● **Point placement records**:
○ ○ ○ ○ ○
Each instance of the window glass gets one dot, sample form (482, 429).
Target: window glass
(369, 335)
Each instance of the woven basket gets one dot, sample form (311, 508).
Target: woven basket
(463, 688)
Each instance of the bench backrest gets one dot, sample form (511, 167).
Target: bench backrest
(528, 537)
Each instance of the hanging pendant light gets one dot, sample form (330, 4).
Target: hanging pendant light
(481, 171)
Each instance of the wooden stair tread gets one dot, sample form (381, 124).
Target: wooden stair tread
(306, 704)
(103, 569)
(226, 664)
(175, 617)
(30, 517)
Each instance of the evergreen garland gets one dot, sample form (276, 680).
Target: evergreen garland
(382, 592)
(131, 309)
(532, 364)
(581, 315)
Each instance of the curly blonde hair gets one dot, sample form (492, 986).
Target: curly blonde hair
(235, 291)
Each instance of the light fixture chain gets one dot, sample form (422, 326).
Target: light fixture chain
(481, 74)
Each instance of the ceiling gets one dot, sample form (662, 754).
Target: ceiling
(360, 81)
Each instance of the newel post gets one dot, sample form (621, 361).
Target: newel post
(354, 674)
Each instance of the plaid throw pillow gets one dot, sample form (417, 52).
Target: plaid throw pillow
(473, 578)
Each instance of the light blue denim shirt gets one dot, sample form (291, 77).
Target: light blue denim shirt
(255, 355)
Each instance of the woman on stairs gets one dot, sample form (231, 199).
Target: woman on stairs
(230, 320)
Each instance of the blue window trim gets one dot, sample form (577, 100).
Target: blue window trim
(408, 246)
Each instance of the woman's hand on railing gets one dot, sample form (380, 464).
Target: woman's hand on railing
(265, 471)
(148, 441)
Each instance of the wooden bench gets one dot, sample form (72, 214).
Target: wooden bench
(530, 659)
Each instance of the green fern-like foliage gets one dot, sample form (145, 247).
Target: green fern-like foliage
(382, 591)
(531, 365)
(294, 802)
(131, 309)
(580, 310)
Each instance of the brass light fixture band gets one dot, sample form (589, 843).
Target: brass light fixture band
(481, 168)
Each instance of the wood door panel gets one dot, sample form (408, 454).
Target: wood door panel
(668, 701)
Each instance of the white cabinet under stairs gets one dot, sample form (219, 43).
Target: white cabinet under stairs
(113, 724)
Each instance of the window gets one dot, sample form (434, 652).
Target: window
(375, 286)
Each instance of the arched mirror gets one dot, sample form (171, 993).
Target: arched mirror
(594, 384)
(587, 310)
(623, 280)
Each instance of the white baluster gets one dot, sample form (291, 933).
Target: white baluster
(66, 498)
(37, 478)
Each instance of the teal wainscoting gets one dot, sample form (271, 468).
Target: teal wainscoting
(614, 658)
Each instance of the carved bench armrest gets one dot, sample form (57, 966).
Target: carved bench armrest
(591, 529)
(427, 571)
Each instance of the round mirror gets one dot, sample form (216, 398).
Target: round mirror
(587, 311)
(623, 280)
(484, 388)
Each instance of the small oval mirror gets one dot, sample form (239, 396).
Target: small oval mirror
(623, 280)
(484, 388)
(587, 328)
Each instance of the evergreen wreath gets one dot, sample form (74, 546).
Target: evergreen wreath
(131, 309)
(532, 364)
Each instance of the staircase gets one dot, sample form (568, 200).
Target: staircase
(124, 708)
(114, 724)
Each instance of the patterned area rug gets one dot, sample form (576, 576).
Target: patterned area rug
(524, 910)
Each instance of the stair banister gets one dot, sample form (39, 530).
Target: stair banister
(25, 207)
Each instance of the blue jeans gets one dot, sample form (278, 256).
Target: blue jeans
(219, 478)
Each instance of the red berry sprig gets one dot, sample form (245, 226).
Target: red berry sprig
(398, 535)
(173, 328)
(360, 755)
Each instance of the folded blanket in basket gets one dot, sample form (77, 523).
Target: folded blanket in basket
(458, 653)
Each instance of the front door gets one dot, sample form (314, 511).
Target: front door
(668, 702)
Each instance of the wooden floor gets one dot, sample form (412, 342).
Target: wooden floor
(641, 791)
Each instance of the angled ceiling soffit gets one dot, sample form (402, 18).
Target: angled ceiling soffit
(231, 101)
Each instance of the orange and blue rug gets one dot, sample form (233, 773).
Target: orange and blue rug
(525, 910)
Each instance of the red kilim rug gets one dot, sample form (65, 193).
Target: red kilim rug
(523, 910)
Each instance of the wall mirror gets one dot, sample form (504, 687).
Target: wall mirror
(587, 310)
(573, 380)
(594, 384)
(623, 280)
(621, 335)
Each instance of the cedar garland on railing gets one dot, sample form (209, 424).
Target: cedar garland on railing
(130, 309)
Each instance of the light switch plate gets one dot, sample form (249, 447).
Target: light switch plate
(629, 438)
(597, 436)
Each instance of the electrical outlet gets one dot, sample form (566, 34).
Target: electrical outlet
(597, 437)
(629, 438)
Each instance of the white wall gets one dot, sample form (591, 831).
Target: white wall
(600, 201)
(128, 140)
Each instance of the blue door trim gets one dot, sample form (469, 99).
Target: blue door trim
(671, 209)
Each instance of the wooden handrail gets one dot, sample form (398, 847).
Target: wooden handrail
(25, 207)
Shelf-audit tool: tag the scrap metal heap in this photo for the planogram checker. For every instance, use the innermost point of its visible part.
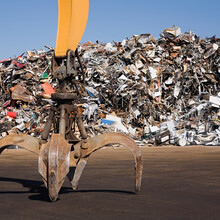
(157, 91)
(64, 146)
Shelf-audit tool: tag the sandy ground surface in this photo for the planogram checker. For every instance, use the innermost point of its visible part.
(178, 183)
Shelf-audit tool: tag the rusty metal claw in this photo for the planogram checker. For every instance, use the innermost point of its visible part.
(94, 143)
(53, 164)
(22, 140)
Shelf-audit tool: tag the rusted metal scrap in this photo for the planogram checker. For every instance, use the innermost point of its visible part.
(61, 152)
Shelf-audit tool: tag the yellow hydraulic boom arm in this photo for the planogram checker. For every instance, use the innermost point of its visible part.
(72, 19)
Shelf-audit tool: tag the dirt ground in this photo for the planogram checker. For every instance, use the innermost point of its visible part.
(178, 183)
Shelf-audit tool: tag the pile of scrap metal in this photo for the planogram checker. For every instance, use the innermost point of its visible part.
(163, 91)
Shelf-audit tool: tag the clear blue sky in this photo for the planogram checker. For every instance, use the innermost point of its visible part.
(30, 24)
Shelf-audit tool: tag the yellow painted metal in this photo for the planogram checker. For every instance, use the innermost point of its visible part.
(72, 19)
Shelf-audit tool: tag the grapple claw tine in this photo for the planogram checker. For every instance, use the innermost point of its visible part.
(22, 140)
(53, 164)
(94, 143)
(77, 172)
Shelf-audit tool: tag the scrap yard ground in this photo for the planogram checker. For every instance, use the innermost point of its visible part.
(178, 183)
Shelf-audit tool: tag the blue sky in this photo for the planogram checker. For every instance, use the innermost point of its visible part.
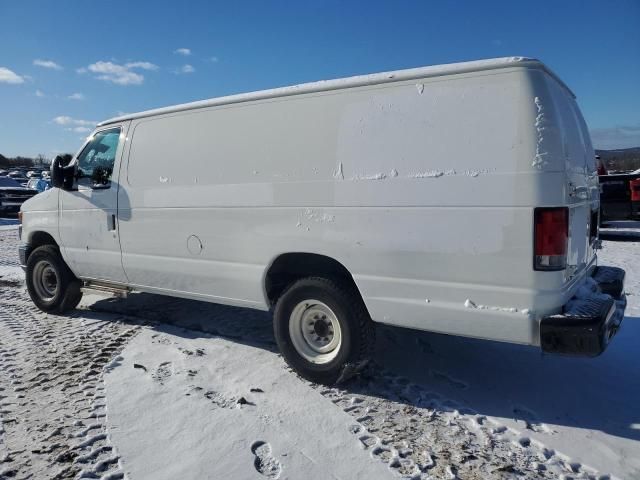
(65, 65)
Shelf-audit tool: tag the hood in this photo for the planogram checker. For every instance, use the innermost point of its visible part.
(46, 201)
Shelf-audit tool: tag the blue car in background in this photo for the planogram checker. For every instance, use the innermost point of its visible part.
(39, 184)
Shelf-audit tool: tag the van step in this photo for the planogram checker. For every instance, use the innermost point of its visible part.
(610, 280)
(585, 327)
(112, 289)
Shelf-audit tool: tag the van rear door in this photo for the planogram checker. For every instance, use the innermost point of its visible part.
(581, 181)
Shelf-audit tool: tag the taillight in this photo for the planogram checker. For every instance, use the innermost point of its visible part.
(551, 233)
(634, 185)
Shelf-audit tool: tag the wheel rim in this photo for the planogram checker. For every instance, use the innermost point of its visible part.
(45, 280)
(315, 331)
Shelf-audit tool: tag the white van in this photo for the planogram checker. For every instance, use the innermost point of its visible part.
(460, 199)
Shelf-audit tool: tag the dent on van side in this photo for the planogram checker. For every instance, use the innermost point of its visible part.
(458, 199)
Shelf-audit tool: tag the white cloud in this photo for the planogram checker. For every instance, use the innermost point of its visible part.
(184, 69)
(47, 64)
(67, 121)
(119, 74)
(9, 76)
(79, 129)
(143, 65)
(626, 136)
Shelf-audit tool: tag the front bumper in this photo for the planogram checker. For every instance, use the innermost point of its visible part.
(587, 325)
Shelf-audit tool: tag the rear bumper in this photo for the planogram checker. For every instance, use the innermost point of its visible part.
(587, 325)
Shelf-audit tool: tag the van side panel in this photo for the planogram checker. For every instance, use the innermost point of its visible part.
(423, 190)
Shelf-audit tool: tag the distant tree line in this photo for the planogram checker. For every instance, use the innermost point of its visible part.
(624, 160)
(39, 161)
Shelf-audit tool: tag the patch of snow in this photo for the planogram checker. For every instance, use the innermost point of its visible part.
(433, 173)
(373, 176)
(313, 216)
(470, 304)
(539, 160)
(11, 276)
(338, 173)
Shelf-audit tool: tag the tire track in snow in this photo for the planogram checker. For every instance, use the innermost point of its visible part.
(52, 400)
(422, 435)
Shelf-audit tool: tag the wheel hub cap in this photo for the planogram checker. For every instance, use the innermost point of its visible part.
(45, 280)
(315, 331)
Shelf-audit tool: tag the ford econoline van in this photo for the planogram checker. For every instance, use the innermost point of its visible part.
(461, 199)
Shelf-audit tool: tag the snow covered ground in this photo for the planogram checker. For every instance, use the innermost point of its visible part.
(157, 388)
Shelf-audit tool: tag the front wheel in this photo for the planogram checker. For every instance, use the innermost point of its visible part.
(323, 329)
(51, 284)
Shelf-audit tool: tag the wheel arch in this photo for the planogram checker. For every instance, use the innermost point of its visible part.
(291, 266)
(38, 238)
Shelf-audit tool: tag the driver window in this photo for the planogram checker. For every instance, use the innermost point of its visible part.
(95, 163)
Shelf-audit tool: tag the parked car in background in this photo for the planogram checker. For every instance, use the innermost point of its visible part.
(12, 196)
(620, 196)
(459, 199)
(20, 178)
(39, 184)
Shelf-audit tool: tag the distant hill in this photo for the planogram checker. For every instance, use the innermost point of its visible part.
(39, 161)
(621, 160)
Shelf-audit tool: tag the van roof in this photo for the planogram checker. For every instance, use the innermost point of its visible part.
(357, 81)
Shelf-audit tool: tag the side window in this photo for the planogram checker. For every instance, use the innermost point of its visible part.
(95, 163)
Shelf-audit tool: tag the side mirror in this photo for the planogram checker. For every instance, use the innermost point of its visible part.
(62, 173)
(57, 172)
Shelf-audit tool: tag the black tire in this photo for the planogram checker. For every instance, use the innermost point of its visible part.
(67, 293)
(356, 328)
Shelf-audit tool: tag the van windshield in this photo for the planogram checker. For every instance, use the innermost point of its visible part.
(8, 182)
(95, 163)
○ ○ ○ ○ ○
● **Short task**: Set out exactly the run of lines that begins at the line holding "Shelf-audit tool: tag the parked" and ends at the last line of the data.

● **Answer to this exercise**:
Shelf-audit tool: tag the parked car in background in this photo for the planogram checker. For every instance, use the innermost point of its visible part.
(12, 196)
(620, 196)
(459, 199)
(20, 178)
(39, 184)
Shelf-audit tool: tag the distant hill in this photo for the planogram checker. For every instance, use the innermost point of its visible part.
(39, 161)
(621, 160)
Shelf-audit tool: tag the van roof in this photo for the planogram checker. For every instance, use the innermost point of its visible part.
(357, 81)
Shelf-audit tool: tag the side window in this photo for the planogram checker. For every instance, use the innermost point of its visible part.
(95, 163)
Shelf-audit tool: tag the side mirror in this photo for the planogram checker. For every instance, use the innermost point of its visible part.
(62, 173)
(57, 172)
Shelf-audit tool: tag the black tire in this photo for the planogram checker. For every instance, use the innermost point of its visible part.
(67, 293)
(356, 328)
Shelf-audit tool: tag the van windshield in this photo for the planogram checker. For every instance, use the innermost point of its visible part.
(8, 182)
(95, 163)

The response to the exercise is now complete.